_Фрагмент страницы_
——

Вплоть до вынесения приговора обвиняемый оставался субъектом права и мог общаться с магистратом почти на равных. Иногда это позволяло мученику произнести речь в защиту христианства, доказывая, что христиане не атеисты и не преступники, и обличить языческое идолопоклонство. Образцы таких апологий можно найти в «Актах Карпа» (1–2) или «Мученичестве Пиония» (3–4), самая большая речь содержится в «Актах Аполлония». Большинство исследователей считают, что речь Аполлония существовала независимо и в более позднее время была включена в «Акты»22; возможно, это верно и для других речей23. В этих речах, как и в «обычных» апологиях, часто подчеркивалась лояльность христиан Римской империи и императорам: христиане не злоумышляют против установленного порядка и готовы молиться за здоровье владыки24, но, отдавая кесарю кесарево, не приемлют вторжения в сферу Бога и веры.

——

_Исходные данные_
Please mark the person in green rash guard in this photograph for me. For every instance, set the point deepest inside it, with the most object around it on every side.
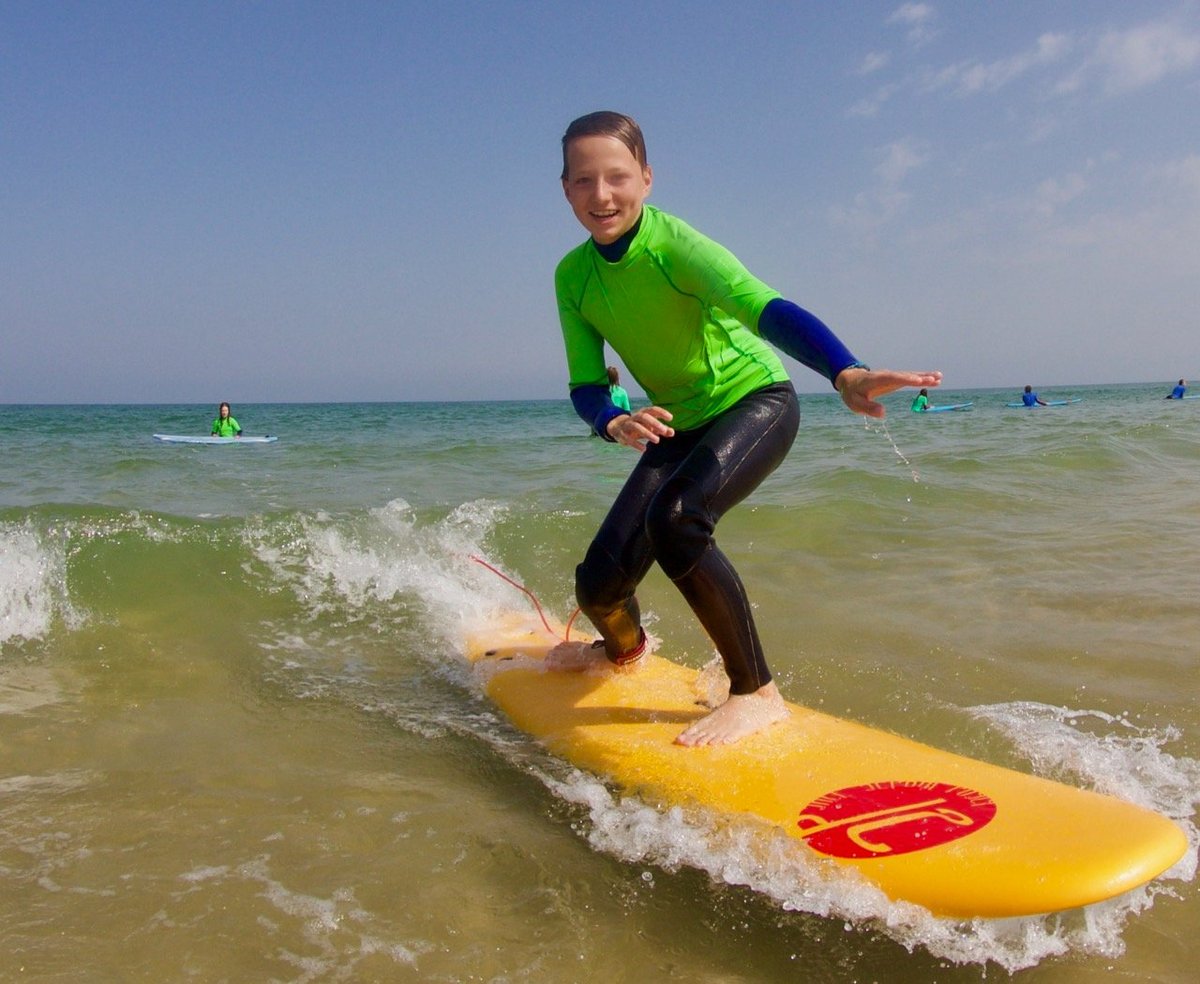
(616, 391)
(693, 327)
(226, 425)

——

_Что нужно сделать_
Перепишите без изменений отрывок из фрагмента о речах мучеников в защиту христианства. Начните со слов «Вплоть до вынесения» и закончите словами «Бога и веры.» включительно.

_Ответ на задание_
Вплоть до вынесения приговора обвиняемый оставался субъектом права и мог общаться с магистратом почти на равных. Иногда это позволяло мученику произнести речь в защиту христианства, доказывая, что христиане не атеисты и не преступники, и обличить языческое идолопоклонство. Образцы таких апологий можно найти в «Актах Карпа» (1–2) или «Мученичестве Пиония» (3–4), самая большая речь содержится в «Актах Аполлония». Большинство исследователей считают, что речь Аполлония существовала независимо и в более позднее время была включена в «Акты»22; возможно, это верно и для других речей23. В этих речах, как и в «обычных» апологиях, часто подчеркивалась лояльность христиан Римской империи и императорам: христиане не злоумышляют против установленного порядка и готовы молиться за здоровье владыки24, но, отдавая кесарю кесарево, не приемлют вторжения в сферу Бога и веры.